*Task goal*: Using the data below, copy out all lines with the word "rough".

*Records shown*:

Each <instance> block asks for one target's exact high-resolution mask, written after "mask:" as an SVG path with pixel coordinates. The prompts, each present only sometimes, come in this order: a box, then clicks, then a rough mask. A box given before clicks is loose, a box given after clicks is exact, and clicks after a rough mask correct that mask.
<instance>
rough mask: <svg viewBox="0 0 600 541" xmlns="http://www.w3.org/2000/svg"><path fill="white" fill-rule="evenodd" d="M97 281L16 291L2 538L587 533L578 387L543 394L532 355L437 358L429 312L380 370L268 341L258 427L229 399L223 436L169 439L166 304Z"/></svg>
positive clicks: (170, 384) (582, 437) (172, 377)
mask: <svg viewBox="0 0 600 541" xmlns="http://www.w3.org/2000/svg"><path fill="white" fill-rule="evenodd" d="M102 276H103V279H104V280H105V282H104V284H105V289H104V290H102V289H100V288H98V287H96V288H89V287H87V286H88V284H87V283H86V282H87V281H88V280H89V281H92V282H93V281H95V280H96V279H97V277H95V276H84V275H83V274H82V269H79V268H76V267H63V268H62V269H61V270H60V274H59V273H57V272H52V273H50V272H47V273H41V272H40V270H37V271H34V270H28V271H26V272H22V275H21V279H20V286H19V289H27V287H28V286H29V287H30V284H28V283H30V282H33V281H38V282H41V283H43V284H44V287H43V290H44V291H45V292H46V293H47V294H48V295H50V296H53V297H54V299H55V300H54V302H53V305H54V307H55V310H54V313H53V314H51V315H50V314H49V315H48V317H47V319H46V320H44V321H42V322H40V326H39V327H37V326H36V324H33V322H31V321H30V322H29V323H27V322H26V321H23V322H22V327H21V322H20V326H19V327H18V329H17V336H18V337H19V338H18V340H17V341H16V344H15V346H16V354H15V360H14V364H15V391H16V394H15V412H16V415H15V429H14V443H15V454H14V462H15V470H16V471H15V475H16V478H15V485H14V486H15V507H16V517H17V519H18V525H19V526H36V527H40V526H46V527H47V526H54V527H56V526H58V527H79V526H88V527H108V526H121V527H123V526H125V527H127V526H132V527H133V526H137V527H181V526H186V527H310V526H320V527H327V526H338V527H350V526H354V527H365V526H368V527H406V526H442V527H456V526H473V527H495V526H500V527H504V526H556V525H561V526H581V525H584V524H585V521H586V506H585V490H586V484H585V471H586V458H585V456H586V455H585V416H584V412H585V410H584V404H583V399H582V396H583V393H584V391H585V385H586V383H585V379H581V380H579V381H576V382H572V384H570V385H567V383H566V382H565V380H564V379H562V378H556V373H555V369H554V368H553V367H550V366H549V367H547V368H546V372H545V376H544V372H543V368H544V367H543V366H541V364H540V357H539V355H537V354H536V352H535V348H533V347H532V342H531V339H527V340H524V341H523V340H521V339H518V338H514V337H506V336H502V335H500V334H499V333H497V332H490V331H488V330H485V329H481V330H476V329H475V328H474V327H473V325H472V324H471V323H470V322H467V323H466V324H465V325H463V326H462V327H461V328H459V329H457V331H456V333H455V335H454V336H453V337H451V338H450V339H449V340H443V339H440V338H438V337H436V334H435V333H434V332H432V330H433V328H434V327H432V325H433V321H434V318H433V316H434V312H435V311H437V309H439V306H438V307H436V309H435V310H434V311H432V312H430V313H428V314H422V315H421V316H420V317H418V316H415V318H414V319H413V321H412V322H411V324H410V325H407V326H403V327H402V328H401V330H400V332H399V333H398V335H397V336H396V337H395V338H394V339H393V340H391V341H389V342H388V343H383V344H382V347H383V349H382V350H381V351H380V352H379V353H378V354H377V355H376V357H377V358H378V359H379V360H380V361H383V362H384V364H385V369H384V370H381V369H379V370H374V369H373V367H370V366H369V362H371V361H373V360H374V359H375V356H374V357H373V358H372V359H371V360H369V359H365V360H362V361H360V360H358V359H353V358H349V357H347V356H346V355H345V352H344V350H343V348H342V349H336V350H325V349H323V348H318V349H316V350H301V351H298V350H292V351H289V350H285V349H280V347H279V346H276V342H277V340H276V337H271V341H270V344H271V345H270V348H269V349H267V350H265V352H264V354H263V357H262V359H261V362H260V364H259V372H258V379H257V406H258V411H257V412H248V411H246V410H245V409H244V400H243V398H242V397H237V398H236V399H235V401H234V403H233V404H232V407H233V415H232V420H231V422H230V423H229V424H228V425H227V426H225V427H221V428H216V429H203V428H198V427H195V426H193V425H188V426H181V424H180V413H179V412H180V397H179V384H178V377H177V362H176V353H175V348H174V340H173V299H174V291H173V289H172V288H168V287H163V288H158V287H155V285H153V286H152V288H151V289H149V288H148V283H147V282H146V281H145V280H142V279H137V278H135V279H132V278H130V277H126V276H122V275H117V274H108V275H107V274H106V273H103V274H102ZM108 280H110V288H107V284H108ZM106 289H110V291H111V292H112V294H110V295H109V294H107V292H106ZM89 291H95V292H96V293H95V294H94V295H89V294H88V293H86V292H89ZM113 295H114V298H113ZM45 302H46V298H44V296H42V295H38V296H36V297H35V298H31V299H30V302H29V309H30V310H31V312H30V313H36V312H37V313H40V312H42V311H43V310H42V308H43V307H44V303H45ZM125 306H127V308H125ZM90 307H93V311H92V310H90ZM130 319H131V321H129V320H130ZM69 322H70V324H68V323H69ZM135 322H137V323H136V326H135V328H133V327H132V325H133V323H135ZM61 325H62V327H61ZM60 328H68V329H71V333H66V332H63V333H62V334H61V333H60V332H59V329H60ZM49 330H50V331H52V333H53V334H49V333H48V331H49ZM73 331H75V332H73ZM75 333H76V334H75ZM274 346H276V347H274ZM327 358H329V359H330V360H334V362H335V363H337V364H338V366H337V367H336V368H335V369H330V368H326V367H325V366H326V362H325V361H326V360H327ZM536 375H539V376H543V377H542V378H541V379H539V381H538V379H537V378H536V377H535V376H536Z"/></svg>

*Written answer*:
Each <instance> block asks for one target's exact high-resolution mask, written after "mask:" as an SVG path with pixel coordinates. The prompts, each present only sometimes, come in this order: a box, then clicks, then a rough mask. A box given before clicks is loose, a box given after clicks is exact, and clicks after a rough mask correct that mask.
rough mask: <svg viewBox="0 0 600 541" xmlns="http://www.w3.org/2000/svg"><path fill="white" fill-rule="evenodd" d="M97 281L16 291L2 538L587 533L578 387L543 394L532 355L437 358L429 312L380 370L268 341L258 427L229 399L223 436L169 439L166 304Z"/></svg>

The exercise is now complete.